- **SOURCE EXCERPT**
Rambutan is a tropical fruit that takes root in Southeast Asia. It is widely grown in the Philippines, Thailand, Malaysia, Vietnam, Indonesia, and Singapore for commercial purposes. In western regions, it is also planted in Australia and Hawaii.
This fruit has a medium oval or round shape and a deep red or yellow hue when ripened. The skin is quite hairy, which is the reason why people call it “rambutan”. The hairs are thin, small, short, floppy and are red or green in color.
When you peel rambutan, the flesh inside will surprise you. It is totally opposite from the hairy skin. Instead, the white flesh is extremely smooth, glossy, jelly-like, and quite elastic. The seeds are also oval in shape. They have a woody exterior. However, you cannot eat it.
Rambutan is packed with a lot of beneficial nutrients that will boost your health. First, it is a rich source of vitamin C, which is an essential antioxidant for your body. Fiber is another nutrition that this tropical fruit provides you. In 100g of rambutan, there is 1.2-3g of fiber. (1)
It also contains copper, which can promote your brain and heart health. What else? It is low in calories. You don’t have to be concerned about the chance of gaining weight once you choose rambutan.
Let’s get straight to the main topic right now. I think that you are very curious about its taste so I won’t let you wait anymore.
On their own, rambutans have a sweet taste that is comparable to lychee, longan, and grapes. It is less sweet than lychee and grapes.

- **LIST OF TASKS**
A: In the rambutan text, why does the fruit carry the name "rambutan"? Answer in one to three sentences.
B: Pick up the rambutan text right after its last sentence and continue writing it.
The data that comes next is separate material and has nothing to do with the rambutan text.

- **DATA PROVIDED**
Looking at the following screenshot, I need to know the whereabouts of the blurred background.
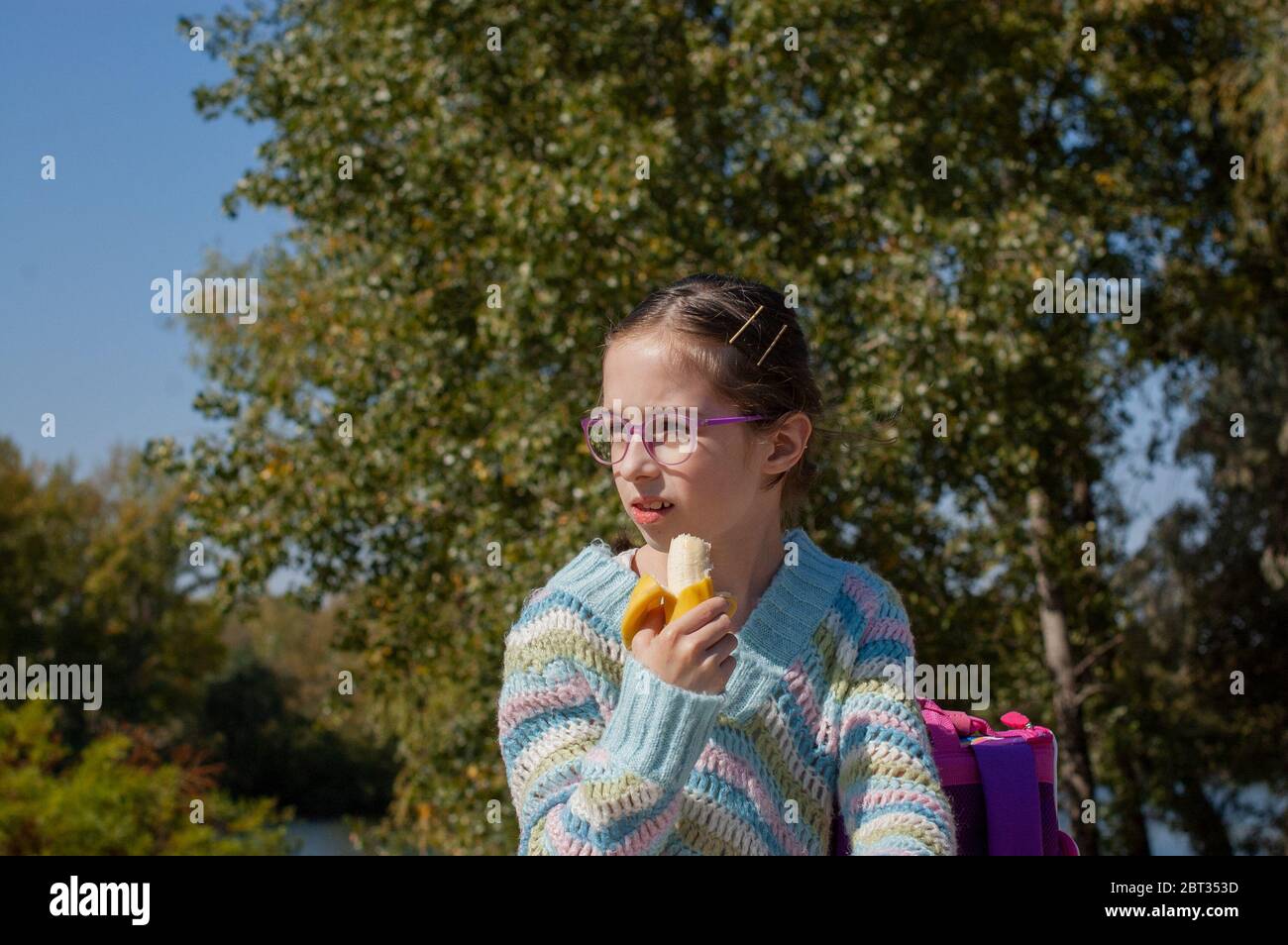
[0,0,1288,855]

- **TASK-BY-TASK OUTPUTS**
A: People call it "rambutan" because its skin is quite hairy.

B:
Rambutans also have some sour and floral notes, especially when they are unripe. They are even sourer than lychee. The more they ripen, the sweeter they will be. Sometimes, they are described to be crispy, yet it is just a feature of some varieties.
The texture of rambutans is much thicker than longan, but not as thick as lychee and grapes. They are also firm and juicy when you bite. The flesh and the seed are separated by a thin woody layer. This layer is completely edible.
You will also find rambutan in the canned form. Only the white flesh is kept. It tastes way sweeter than fresh rambutan because a high amount of sugar is added. Its texture is also not as firm as the other. Instead, it is quite soft and mushy.
Rambutans have many varieties. But they form two main categories, namely red rambutan and yellow rambutans (2). For a detailed comparison of the characteristics between the two, see the table below.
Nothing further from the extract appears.